» **PAGE EXTRACT**

####

The DJIA rallied 1167 point yesterday, in early futures trading this morning down 800 points. The 10 yr note yield yesterday jumped 22 bps to 0.79%, this morning starting at 0.70%. Goldman Sachs out today, saying that the 11-year run bull market is coming to an end. It appears likely for the rest of this year, jobs still strong and inflation low; once the virus settles, there will be a clearer outlook than where we are today. Lower crude-oil prices and interest rates are likely to erode earnings for energy and finance companies, and business activity will probably be weaker than previously anticipated in other sectors, Goldman wrote. “Both the real economy and the financial economy are exhibiting acute signs of stress,” Goldman Sachs said in the note.

####

» **RECORD SET**
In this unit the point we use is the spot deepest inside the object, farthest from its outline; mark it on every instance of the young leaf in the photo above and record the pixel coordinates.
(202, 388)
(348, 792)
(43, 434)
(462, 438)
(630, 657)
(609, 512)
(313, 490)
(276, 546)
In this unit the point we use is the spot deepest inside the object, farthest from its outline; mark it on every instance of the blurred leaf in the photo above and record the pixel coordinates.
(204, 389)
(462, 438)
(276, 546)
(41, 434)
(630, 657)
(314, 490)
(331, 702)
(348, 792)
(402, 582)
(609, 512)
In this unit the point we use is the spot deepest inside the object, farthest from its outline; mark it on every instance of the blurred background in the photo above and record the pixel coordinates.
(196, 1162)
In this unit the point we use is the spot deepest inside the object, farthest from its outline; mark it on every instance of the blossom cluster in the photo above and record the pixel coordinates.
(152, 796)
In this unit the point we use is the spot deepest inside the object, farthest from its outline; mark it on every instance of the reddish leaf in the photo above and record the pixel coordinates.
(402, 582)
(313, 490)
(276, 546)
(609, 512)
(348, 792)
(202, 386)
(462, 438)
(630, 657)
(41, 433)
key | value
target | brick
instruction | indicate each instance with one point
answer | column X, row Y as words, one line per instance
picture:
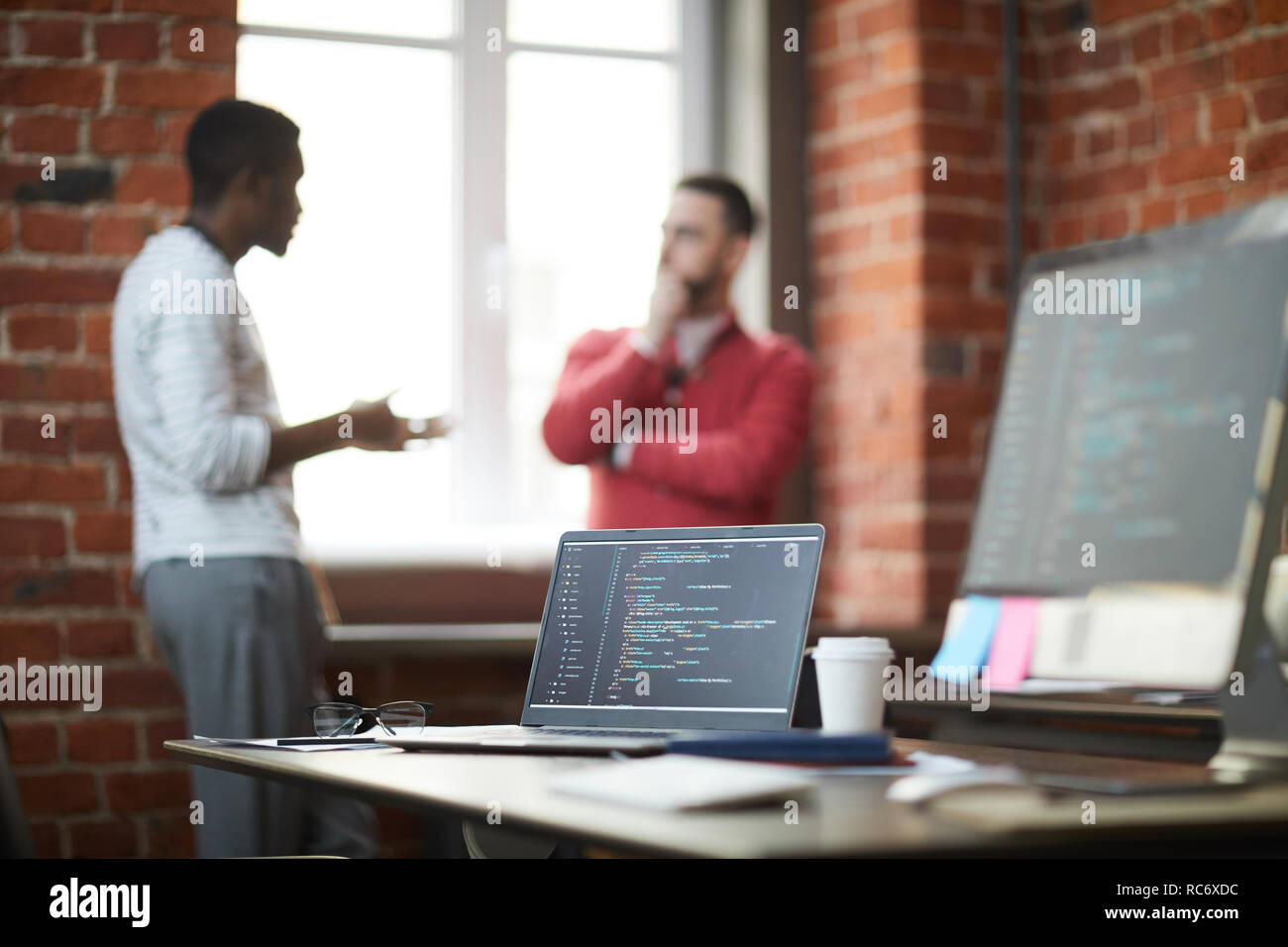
column 142, row 791
column 898, row 14
column 125, row 574
column 124, row 134
column 62, row 5
column 151, row 182
column 174, row 132
column 944, row 97
column 117, row 235
column 1231, row 112
column 47, row 839
column 1185, row 77
column 31, row 742
column 44, row 134
column 140, row 686
column 56, row 285
column 1155, row 215
column 1067, row 232
column 1146, row 44
column 101, row 740
column 82, row 382
column 26, row 436
column 1265, row 153
column 1106, row 182
column 35, row 641
column 219, row 42
column 960, row 58
column 170, row 836
column 1140, row 132
column 51, row 482
column 1261, row 58
column 1186, row 33
column 37, row 333
column 62, row 586
column 1227, row 20
column 98, row 331
column 1183, row 125
column 52, row 231
column 1113, row 11
column 1100, row 141
column 161, row 88
column 1271, row 11
column 115, row 839
column 56, row 793
column 130, row 40
column 224, row 9
column 97, row 436
column 102, row 532
column 31, row 536
column 1061, row 146
column 161, row 731
column 1070, row 58
column 99, row 638
column 53, row 85
column 60, row 38
column 1194, row 163
column 1271, row 102
column 1112, row 95
column 1205, row 205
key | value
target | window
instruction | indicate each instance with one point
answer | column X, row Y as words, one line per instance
column 483, row 182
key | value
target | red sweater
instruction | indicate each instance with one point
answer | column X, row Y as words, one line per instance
column 752, row 399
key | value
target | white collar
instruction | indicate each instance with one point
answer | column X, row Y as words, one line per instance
column 694, row 335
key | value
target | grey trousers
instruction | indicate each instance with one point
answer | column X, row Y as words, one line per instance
column 244, row 641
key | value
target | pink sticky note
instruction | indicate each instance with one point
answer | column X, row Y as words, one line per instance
column 1013, row 642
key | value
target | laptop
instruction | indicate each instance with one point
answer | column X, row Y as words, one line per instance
column 652, row 635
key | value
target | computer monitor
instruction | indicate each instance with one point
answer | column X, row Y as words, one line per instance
column 1134, row 471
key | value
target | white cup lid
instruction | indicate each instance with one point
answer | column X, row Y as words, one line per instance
column 854, row 647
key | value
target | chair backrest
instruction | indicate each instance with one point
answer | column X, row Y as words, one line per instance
column 14, row 836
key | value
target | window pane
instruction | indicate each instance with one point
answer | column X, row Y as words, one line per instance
column 419, row 18
column 591, row 158
column 362, row 302
column 643, row 25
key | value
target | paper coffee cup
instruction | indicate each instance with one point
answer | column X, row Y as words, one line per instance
column 850, row 674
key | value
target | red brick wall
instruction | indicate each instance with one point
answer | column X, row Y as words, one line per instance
column 95, row 84
column 910, row 270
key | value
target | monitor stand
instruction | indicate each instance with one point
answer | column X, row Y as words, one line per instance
column 1254, row 720
column 1254, row 710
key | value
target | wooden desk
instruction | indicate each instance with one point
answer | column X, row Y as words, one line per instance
column 844, row 815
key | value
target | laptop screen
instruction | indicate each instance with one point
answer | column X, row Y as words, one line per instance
column 700, row 630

####

» **EXERCISES**
1 > In the market commentary, by how many basis points did the 10-year note yield rise yesterday, and to what level?
2 > Carry on the market commentary from its final sentence.

» **ANSWERS PROVIDED**
1 > 22 basis points, to 0.79%.

2 >
The headline for the decline this morning is that the stimulus package President Trump proposes (removing payroll taxes for employees and employers) may be challenging to achieve. Got to have a reason, and every day there is another one. Yesterday the stimulus news sent stock indexes sky-rocketing, +1167 for the DJIA, this morning some concerns sending the index down 900 points at 8:45 am ET.
Johns Hopkins confirmed global infections reach 119,476 in 118 countries and regions; death toll more than 4,200. The US cases 1,000; South Korea: 242 new cases; bringing total to 7,755; Japan: 54 new infections; total rises to 568. Private health insurers agreed to extend coronavirus treatment coverage in all of their plans and waive co-payment fees for testing, Vice President Pence said yesterday. The Fed and other key central banks are facing issues they haven’t dealt with before; how to judge the potential impact on the economy in the absence of reliable data on how fast the flu-like illness is spreading across the United States. The economic impact “is largely going to depend on how many people are going to be infected by this…how many people will be able to go to work, and how many hours they will be able to put into production,” said Arizona State University’s Bart Hobijn, who was a Fed economist during the financial crisis.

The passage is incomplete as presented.